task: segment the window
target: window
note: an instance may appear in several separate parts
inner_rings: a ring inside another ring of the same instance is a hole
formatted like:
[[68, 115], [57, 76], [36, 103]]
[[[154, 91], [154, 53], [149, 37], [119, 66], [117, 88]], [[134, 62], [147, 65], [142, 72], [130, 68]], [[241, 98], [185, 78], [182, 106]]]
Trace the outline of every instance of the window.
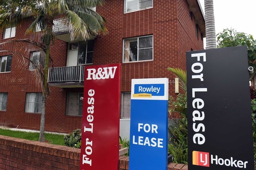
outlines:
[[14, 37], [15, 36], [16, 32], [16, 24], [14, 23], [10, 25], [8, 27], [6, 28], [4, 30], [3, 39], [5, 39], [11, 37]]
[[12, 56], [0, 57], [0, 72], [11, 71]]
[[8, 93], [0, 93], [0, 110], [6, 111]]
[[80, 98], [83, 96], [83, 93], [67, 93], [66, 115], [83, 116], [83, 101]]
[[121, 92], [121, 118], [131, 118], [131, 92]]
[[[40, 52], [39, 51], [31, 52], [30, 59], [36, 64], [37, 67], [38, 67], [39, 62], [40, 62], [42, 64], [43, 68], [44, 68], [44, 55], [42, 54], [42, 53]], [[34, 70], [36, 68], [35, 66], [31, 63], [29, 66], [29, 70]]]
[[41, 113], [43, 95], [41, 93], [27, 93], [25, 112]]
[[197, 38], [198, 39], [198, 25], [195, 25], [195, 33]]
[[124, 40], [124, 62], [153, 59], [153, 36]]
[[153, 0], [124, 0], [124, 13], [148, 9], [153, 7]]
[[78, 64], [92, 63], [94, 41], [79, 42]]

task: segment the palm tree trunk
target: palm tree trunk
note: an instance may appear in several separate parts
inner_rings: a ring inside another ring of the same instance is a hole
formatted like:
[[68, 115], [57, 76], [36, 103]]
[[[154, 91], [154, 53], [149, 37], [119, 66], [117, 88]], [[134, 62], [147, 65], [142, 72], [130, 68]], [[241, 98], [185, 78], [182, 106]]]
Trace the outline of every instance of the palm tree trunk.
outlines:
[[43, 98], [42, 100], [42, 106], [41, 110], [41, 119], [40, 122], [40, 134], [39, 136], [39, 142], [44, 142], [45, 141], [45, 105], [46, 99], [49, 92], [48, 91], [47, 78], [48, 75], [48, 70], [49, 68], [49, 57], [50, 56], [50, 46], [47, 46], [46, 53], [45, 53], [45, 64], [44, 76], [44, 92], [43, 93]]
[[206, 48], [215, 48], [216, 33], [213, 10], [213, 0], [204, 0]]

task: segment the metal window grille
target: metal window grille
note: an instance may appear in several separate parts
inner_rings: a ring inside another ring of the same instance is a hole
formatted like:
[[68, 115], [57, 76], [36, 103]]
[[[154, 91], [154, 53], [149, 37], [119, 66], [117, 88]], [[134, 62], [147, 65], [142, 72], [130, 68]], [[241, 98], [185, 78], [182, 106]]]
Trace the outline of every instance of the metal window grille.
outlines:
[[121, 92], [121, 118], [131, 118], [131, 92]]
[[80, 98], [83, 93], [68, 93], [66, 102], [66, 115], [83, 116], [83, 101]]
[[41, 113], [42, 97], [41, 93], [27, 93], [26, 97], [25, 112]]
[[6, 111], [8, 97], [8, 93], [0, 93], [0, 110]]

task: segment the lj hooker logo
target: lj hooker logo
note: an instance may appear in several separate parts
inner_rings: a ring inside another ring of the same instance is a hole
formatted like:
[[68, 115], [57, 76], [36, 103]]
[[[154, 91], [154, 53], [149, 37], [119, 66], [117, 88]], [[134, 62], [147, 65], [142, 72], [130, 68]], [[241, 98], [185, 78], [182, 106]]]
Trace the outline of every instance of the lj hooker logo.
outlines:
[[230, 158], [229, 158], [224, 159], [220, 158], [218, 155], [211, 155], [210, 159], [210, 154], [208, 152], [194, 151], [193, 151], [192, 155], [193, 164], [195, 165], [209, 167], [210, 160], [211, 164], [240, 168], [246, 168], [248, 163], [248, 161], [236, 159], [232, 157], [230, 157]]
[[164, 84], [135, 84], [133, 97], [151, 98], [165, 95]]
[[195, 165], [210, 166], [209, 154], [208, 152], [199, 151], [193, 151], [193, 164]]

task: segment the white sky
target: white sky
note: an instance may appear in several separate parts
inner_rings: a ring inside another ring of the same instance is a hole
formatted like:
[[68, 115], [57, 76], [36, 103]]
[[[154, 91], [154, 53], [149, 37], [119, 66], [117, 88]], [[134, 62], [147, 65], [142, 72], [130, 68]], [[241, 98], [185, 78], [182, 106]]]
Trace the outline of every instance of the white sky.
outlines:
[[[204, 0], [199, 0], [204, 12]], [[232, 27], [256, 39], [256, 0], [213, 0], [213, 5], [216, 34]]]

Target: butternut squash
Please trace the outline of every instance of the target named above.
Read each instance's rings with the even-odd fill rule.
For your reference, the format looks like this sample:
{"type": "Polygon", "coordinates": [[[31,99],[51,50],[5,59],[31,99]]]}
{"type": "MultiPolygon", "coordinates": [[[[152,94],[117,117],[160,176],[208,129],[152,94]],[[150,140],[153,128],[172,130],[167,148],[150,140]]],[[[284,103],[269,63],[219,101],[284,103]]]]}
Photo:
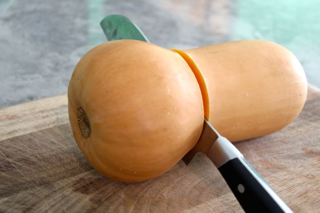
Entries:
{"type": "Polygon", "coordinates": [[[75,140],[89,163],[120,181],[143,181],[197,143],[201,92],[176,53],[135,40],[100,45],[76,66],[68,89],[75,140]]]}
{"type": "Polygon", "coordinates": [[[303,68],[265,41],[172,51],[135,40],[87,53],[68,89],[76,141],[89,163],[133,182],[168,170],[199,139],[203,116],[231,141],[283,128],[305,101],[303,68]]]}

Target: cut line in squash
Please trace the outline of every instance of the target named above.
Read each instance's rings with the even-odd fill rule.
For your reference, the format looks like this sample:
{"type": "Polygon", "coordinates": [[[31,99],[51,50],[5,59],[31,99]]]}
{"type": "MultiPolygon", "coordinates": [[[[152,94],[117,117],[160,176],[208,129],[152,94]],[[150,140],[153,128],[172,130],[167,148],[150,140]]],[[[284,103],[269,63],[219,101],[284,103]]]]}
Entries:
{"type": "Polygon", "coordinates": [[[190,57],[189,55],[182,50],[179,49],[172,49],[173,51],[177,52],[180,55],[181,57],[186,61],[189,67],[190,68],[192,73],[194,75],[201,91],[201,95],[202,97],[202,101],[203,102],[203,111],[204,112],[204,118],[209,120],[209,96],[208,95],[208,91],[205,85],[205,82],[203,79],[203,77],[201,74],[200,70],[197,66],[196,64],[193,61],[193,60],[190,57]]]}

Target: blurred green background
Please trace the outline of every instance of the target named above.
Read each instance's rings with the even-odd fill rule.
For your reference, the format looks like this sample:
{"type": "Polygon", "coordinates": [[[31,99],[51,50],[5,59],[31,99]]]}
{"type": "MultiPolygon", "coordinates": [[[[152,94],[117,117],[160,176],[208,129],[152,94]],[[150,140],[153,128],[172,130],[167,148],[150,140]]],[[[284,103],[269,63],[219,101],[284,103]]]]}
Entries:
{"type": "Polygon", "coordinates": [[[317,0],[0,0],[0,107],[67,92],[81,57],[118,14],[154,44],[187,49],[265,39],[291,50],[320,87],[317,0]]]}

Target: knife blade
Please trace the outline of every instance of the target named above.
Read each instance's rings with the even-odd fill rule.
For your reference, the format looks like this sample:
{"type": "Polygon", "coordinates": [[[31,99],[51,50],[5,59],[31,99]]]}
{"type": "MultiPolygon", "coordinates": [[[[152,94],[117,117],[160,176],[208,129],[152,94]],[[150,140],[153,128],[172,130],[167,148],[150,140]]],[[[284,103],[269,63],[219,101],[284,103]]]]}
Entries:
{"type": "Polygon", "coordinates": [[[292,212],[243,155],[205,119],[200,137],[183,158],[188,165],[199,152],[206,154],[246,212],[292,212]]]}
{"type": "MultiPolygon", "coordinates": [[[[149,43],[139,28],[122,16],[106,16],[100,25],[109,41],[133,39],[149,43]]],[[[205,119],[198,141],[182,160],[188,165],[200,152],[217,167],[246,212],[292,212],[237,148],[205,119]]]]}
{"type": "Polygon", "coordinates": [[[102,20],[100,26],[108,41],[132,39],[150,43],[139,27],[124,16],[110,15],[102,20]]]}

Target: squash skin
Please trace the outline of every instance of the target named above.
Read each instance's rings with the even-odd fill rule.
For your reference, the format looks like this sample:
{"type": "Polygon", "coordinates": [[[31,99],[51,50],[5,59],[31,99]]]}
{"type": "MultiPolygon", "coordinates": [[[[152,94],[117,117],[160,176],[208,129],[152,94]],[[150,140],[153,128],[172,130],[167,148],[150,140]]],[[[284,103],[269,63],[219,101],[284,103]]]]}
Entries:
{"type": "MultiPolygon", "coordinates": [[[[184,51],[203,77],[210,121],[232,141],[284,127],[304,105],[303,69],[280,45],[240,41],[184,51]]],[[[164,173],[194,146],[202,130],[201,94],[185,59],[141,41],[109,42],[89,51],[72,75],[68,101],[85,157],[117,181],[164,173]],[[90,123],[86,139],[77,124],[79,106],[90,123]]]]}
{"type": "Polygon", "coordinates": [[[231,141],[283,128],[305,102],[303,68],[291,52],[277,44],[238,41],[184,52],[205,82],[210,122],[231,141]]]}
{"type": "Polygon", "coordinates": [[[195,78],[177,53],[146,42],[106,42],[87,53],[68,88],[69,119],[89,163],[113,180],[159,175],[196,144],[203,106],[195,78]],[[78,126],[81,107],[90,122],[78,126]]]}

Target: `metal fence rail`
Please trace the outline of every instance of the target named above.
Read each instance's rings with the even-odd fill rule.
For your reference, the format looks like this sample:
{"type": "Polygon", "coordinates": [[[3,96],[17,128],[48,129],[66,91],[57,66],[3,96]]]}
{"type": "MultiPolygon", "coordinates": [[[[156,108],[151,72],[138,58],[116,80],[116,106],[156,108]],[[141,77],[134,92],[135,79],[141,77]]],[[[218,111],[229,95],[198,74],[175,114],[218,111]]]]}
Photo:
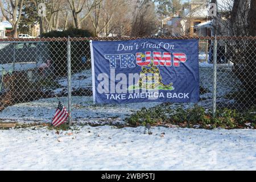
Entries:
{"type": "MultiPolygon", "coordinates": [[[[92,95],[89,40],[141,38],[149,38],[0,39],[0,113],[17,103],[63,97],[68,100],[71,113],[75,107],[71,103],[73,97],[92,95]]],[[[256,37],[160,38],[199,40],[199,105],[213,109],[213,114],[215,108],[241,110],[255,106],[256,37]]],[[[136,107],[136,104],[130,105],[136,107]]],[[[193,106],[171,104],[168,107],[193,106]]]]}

...

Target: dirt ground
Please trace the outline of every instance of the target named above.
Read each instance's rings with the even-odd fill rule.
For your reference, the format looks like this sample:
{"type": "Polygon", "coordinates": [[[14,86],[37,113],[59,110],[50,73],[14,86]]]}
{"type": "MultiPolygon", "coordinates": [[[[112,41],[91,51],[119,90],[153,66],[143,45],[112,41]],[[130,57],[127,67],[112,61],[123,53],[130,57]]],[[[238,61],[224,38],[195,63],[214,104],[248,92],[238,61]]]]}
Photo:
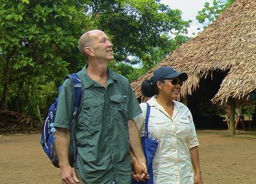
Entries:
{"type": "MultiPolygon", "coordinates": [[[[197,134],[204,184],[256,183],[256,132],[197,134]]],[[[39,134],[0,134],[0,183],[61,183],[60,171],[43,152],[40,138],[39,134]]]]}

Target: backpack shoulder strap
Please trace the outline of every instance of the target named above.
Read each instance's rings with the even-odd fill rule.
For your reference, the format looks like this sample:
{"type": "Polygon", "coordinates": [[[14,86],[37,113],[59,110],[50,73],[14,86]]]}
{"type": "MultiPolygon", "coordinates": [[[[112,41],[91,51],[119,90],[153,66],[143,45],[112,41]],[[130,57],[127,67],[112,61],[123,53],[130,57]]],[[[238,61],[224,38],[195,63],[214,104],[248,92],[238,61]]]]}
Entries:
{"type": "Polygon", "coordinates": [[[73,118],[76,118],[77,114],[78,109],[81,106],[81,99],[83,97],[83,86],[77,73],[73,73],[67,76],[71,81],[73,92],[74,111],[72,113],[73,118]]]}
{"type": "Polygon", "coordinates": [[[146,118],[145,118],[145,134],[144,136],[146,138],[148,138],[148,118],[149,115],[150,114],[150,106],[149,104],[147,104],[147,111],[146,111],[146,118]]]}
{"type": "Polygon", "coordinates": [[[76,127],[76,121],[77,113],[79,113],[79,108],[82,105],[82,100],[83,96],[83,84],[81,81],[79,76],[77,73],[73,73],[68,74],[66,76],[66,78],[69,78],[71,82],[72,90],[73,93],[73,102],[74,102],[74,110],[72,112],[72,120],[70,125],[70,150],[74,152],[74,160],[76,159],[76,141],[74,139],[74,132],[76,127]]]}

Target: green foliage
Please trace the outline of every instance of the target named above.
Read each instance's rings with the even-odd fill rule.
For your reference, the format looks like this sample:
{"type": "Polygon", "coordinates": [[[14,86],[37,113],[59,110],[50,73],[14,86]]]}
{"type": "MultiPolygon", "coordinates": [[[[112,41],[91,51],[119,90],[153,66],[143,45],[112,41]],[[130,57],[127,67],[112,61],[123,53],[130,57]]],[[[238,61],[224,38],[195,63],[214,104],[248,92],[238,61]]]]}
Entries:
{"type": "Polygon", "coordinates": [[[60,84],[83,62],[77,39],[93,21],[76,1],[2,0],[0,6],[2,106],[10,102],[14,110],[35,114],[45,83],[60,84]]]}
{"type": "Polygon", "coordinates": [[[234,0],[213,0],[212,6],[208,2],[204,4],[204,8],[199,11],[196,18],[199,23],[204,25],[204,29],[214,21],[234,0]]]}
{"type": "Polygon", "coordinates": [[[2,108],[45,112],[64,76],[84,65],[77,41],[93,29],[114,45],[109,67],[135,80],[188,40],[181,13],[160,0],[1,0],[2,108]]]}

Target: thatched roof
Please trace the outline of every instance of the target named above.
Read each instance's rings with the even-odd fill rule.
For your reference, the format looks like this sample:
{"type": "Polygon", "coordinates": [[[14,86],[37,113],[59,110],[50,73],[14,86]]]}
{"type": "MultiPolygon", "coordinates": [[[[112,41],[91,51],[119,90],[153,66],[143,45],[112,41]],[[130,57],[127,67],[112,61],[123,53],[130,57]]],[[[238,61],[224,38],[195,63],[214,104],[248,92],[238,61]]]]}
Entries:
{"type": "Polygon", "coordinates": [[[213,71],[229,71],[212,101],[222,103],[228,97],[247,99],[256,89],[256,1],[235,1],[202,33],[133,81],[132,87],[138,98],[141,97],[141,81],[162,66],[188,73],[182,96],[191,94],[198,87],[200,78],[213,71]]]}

Exercise directions >> Find every line in the rows above that contains the word "segment", and copy each of those lines.

Correct response >>
task: segment the window
task: segment the palm tree trunk
task: segment the metal window grille
task: segment the lj hooker logo
task: segment the white sky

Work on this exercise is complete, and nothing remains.